Please rewrite all of the data below with "background clicks" substituted for every "negative clicks", changing nothing else and leaving out the pictures.

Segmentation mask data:
※

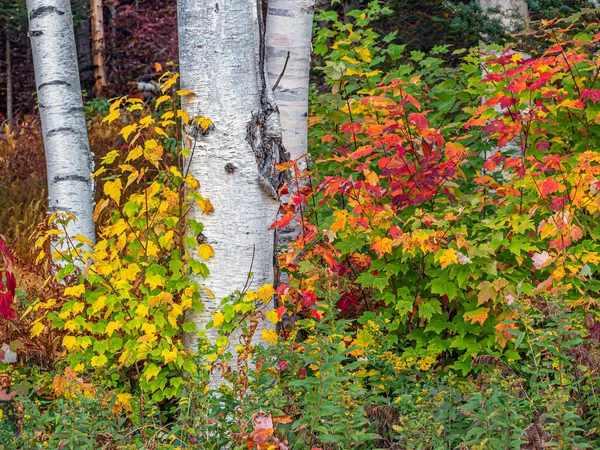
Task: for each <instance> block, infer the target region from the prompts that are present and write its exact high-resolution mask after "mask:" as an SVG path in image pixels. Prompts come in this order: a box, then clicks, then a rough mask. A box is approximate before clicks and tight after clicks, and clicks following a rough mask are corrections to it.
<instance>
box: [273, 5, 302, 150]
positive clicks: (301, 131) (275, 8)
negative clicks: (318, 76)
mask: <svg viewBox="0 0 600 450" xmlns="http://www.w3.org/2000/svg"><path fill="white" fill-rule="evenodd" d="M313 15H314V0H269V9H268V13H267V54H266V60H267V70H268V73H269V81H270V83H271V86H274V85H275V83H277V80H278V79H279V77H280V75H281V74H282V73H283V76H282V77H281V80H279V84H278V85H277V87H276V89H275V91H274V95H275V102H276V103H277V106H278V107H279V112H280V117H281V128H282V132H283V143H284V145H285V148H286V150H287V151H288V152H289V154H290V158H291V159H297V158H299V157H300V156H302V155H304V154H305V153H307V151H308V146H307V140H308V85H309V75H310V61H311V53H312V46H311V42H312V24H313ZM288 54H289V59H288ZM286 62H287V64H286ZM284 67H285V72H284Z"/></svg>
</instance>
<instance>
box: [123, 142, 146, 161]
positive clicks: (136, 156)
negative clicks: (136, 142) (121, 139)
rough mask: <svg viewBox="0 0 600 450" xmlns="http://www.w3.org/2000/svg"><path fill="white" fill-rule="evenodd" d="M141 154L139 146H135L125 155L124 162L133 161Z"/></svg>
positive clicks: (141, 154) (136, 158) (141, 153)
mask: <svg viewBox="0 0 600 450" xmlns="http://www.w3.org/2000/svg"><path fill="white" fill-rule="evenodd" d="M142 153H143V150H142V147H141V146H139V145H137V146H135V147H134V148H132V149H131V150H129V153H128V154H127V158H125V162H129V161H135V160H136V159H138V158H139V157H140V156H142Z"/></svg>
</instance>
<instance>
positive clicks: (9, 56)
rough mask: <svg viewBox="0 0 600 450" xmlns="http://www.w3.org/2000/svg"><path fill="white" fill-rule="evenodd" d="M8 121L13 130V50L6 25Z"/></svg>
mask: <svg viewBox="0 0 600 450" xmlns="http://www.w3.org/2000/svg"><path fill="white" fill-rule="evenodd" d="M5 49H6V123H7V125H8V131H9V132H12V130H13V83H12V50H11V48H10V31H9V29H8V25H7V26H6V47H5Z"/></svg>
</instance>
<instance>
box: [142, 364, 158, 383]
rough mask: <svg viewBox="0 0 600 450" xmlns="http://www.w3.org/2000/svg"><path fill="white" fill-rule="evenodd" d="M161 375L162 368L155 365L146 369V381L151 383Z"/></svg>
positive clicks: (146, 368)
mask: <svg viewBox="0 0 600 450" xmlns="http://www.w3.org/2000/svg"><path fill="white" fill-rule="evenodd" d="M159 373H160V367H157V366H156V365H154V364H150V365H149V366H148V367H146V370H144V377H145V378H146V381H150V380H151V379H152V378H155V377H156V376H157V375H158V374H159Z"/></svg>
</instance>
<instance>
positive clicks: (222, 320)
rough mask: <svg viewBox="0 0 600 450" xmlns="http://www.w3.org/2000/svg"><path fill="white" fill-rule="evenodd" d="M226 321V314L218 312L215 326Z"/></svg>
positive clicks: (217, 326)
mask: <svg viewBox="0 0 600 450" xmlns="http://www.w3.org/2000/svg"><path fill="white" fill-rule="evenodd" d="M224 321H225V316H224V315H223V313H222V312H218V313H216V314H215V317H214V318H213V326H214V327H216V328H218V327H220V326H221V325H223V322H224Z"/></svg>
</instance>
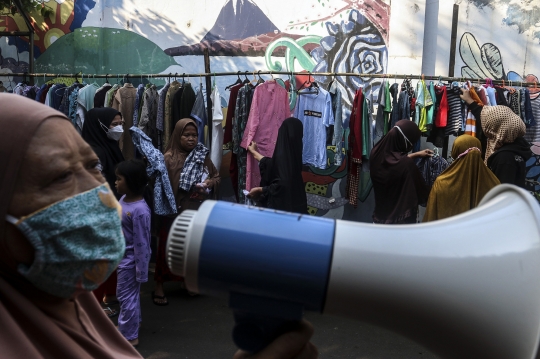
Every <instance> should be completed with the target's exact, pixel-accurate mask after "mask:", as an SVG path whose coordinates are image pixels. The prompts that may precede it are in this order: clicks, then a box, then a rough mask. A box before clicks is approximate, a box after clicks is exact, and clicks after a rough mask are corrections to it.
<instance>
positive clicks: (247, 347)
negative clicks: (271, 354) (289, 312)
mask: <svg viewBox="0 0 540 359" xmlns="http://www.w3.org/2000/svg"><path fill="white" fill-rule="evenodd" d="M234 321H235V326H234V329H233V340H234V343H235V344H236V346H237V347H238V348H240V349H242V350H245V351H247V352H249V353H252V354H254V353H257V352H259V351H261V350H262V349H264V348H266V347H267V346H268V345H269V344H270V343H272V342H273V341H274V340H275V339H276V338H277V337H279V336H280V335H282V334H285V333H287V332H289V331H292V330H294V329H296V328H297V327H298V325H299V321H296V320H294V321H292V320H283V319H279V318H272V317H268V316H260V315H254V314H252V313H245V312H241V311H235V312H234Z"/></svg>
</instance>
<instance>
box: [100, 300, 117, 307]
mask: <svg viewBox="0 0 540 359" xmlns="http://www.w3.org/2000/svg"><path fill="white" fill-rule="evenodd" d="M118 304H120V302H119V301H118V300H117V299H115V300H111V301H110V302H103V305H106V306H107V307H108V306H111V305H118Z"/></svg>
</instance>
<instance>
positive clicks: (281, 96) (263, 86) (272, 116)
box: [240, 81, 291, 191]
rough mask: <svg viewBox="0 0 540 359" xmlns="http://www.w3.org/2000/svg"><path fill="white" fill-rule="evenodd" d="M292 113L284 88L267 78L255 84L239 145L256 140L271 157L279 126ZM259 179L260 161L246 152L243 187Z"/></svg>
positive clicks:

※

▸ Output for this exercise
Task: for each <instance> block, infer the target region from the prompts that are present and write its exact high-resolution mask after "mask:" as an SVG path in image pixels. Prompts come in this order: a box, then clicks, then a rough mask. A box is approximate before clicks and tight after clicks, and clicks following a rough mask are corrections to it.
<instance>
box: [273, 5, 302, 150]
positive clicks: (301, 131) (275, 8)
background clicks: (318, 76)
mask: <svg viewBox="0 0 600 450" xmlns="http://www.w3.org/2000/svg"><path fill="white" fill-rule="evenodd" d="M313 15H314V0H269V9H268V13H267V54H266V60H267V70H268V73H269V81H270V83H271V86H274V85H275V83H277V80H278V79H279V77H280V75H281V74H282V73H283V76H282V77H281V80H279V84H278V85H277V87H276V89H275V91H274V95H275V102H276V103H277V106H278V107H279V112H280V117H281V128H282V132H283V143H284V145H285V148H286V150H287V151H288V152H289V154H290V158H291V159H297V158H299V157H300V156H302V155H304V154H305V153H307V151H308V146H307V140H308V85H309V75H310V61H311V53H312V46H311V42H312V24H313ZM288 54H289V59H288ZM286 62H287V64H286ZM284 67H285V72H284Z"/></svg>
</instance>
<instance>
box: [123, 142, 146, 161]
positive clicks: (136, 156)
background clicks: (136, 142) (121, 139)
rough mask: <svg viewBox="0 0 600 450" xmlns="http://www.w3.org/2000/svg"><path fill="white" fill-rule="evenodd" d="M141 154L139 146H135L125 155L124 162L133 161Z"/></svg>
positive clicks: (141, 154) (136, 158) (141, 153)
mask: <svg viewBox="0 0 600 450" xmlns="http://www.w3.org/2000/svg"><path fill="white" fill-rule="evenodd" d="M142 153H143V150H142V147H141V146H139V145H137V146H135V147H134V148H132V149H131V150H129V153H128V154H127V158H125V162H129V161H135V160H136V159H138V158H139V157H140V156H142Z"/></svg>
</instance>
<instance>
positive clicks: (9, 56)
rough mask: <svg viewBox="0 0 600 450" xmlns="http://www.w3.org/2000/svg"><path fill="white" fill-rule="evenodd" d="M8 121L13 130V50L6 25Z"/></svg>
mask: <svg viewBox="0 0 600 450" xmlns="http://www.w3.org/2000/svg"><path fill="white" fill-rule="evenodd" d="M5 49H6V123H7V125H8V131H9V132H12V130H13V83H12V50H11V48H10V31H9V29H8V25H7V26H6V47H5Z"/></svg>
</instance>
<instance>
box: [142, 364, 158, 383]
rough mask: <svg viewBox="0 0 600 450" xmlns="http://www.w3.org/2000/svg"><path fill="white" fill-rule="evenodd" d="M161 375L162 368L155 365L146 369V381L151 383Z"/></svg>
positive clicks: (146, 368)
mask: <svg viewBox="0 0 600 450" xmlns="http://www.w3.org/2000/svg"><path fill="white" fill-rule="evenodd" d="M159 373H160V367H157V366H156V365H154V364H150V365H149V366H148V367H146V370H144V377H145V378H146V381H150V380H151V379H152V378H155V377H156V376H157V375H158V374H159Z"/></svg>
</instance>
<instance>
positive clicks: (222, 320)
rough mask: <svg viewBox="0 0 600 450" xmlns="http://www.w3.org/2000/svg"><path fill="white" fill-rule="evenodd" d="M226 321V314L218 312L215 326Z"/></svg>
positive clicks: (217, 326)
mask: <svg viewBox="0 0 600 450" xmlns="http://www.w3.org/2000/svg"><path fill="white" fill-rule="evenodd" d="M224 321H225V316H224V315H223V313H222V312H218V313H216V314H215V317H214V318H213V326H214V327H216V328H218V327H220V326H221V325H223V322H224Z"/></svg>
</instance>
Every <instance> should be completed with the target's exact, pixel-accurate mask after "mask:", as an SVG path whose coordinates are image pixels. The prompts that may precede it are in this order: clicks, then a box, then a rough mask. A box before clicks is approximate, a box after clicks is exact, and clicks after a rough mask are corrections to it.
<instance>
positive clicks: (247, 347)
background clicks: (271, 354) (289, 312)
mask: <svg viewBox="0 0 540 359" xmlns="http://www.w3.org/2000/svg"><path fill="white" fill-rule="evenodd" d="M234 321H235V326H234V329H233V340H234V343H235V344H236V346H237V347H238V348H240V349H242V350H245V351H247V352H249V353H252V354H254V353H257V352H259V351H261V350H262V349H264V348H266V347H267V346H268V345H269V344H270V343H272V342H273V341H274V340H275V339H276V338H277V337H279V336H280V335H282V334H285V333H287V332H289V331H292V330H294V329H296V328H297V327H298V325H299V321H296V320H294V321H292V320H283V319H279V318H272V317H268V316H260V315H254V314H252V313H245V312H241V311H235V312H234Z"/></svg>
</instance>
<instance>
box: [100, 300, 117, 307]
mask: <svg viewBox="0 0 540 359" xmlns="http://www.w3.org/2000/svg"><path fill="white" fill-rule="evenodd" d="M118 304H120V302H119V301H118V300H117V299H115V300H111V301H110V302H103V305H106V306H107V307H108V306H111V305H118Z"/></svg>
</instance>
<instance>
positive clicks: (281, 96) (263, 86) (272, 116)
box: [240, 81, 291, 191]
rough mask: <svg viewBox="0 0 540 359" xmlns="http://www.w3.org/2000/svg"><path fill="white" fill-rule="evenodd" d="M292 113L284 88L267 78L255 84L239 145L256 140L271 157L279 126ZM259 179L260 161L246 152L243 187Z"/></svg>
positive clicks:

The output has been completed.